» **PAGE TEXT**:
──────────

I have wasted what was supposed to be a relaxing weekend, I have purged 10+ times during the past 24 hours, I can’t stop even a cup of tea has to be purged. This story is getting old and I need something else to seek solace in. I have felt lonely these past few days, retreating back into the fold of that familiar hollow where narcissism reigns supreme, me me me. I can’t even force a smile and or an interaction because I want the world to go fuck itself. It’s nothing personal, it’s just that I have I cannot be bothered with anything or anyone. Leave me to die, not literally but let me be.

The new part time promo modelling job has lost its novelty, it’s not as exciting as it was. It’s all just monotonous drudgery and I can’t stand smiling at creeps in a short skirt and being as kind and lovely as I can. I won’t quit because I’ll hate myself even more. When it comes to the skill of suffering in silence, I’m exceptional.

New terrifying skies

The past few weeks have been busy, stressful, emotional, wholesome, life altering. I have gone through so many emotions and experiences all in a space of 3 weeks and I can safely say I have no regrets, I want to relive some nights even the ones I thought were horrible and I could not wait to go home.

──────────

» **AIM OF THE TASK**: How might the personal blog text above go on after its final sentence? Write the next part.

──────────

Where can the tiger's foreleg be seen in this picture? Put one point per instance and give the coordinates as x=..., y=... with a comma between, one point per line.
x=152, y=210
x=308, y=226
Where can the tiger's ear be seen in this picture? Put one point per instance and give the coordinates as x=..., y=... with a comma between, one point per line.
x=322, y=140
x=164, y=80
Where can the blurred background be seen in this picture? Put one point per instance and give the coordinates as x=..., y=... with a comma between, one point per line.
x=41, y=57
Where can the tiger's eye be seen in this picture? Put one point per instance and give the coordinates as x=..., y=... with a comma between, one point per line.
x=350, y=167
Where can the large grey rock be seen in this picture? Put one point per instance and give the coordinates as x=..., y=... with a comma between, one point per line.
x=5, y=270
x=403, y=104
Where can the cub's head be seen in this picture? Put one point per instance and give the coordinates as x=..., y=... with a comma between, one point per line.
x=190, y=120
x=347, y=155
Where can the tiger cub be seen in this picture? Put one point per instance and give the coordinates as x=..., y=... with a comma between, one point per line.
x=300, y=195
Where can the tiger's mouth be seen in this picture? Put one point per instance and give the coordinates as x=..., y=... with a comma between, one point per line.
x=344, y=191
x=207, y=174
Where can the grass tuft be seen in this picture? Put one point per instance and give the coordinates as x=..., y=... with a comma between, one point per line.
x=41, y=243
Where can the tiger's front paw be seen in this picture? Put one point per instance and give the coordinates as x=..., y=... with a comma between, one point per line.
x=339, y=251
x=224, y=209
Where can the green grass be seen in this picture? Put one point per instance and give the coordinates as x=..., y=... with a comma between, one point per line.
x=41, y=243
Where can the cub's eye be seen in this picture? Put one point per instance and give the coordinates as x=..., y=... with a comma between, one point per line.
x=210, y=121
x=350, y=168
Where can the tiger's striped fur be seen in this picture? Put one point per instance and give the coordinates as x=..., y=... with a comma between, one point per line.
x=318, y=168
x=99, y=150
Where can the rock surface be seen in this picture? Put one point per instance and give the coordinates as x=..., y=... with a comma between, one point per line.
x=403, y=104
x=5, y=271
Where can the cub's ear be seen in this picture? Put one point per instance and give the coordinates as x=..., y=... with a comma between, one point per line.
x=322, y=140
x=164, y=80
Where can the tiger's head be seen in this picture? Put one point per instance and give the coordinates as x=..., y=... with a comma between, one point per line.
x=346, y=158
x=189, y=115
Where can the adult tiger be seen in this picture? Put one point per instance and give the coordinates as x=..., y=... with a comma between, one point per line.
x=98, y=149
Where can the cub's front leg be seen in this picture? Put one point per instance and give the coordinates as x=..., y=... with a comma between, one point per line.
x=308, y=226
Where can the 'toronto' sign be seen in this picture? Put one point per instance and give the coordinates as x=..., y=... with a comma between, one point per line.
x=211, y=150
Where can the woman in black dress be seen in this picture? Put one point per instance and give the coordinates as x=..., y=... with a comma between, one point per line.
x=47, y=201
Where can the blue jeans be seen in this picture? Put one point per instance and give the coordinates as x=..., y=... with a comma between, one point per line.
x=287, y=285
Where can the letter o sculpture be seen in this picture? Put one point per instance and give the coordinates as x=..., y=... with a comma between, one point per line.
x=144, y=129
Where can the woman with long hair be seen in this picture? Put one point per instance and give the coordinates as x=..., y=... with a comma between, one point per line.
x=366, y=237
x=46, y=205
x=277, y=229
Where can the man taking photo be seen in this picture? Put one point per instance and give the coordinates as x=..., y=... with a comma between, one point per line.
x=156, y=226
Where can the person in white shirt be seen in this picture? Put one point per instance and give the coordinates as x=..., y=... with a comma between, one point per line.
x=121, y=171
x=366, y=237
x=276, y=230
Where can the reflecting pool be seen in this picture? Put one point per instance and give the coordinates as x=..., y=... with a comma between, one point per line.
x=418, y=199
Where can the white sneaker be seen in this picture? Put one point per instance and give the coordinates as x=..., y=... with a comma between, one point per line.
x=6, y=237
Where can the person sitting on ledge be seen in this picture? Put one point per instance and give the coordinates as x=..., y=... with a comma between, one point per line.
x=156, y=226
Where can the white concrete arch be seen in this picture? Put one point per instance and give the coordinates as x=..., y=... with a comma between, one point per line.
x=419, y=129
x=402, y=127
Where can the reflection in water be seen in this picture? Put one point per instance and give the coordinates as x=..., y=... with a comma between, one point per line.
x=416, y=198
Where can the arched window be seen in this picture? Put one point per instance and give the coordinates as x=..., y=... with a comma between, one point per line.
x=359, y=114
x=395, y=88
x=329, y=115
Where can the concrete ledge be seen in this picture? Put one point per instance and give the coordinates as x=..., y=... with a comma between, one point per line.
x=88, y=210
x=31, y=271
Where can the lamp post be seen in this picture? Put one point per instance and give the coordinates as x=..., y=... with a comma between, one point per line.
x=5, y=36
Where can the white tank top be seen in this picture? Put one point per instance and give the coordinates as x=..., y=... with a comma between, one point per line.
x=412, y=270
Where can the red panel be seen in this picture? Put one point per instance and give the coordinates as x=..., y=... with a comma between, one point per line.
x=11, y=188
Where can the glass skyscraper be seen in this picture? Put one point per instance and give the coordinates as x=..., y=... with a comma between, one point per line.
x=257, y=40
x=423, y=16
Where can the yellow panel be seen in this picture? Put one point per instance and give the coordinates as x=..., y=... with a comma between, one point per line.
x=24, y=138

──────────

» **EXERCISE ANSWER**:
I have for the most part been trying to unravel the patterns of my nature, I fight to reach the surface and then when my head is almost above the water, I get frustrated, impatient and I let go and let the undertow carry me away back to some underwater dark cave where the only sound is the sound of fear and I feel worthless, hopeless, suicidal. No more, time lacks patience and I have to seek what I truly desire and that which I have always lacked courage to seek. It sounds easy typing this but I am frozen and yet there seems to be some invincible force pushing me to carry on.
I participated in another pageant! Modelling has always been something that fascinated me but my eating disorder and body image issues were always those voices that whispered words of discouragement in my ear. This year, two weeks ago at the ripe old age of 23 I walked on a ramp. I did not win, the show was disorganised, it was a low budget pageant but it was an experience that I will carry with me forever for all the good reasons.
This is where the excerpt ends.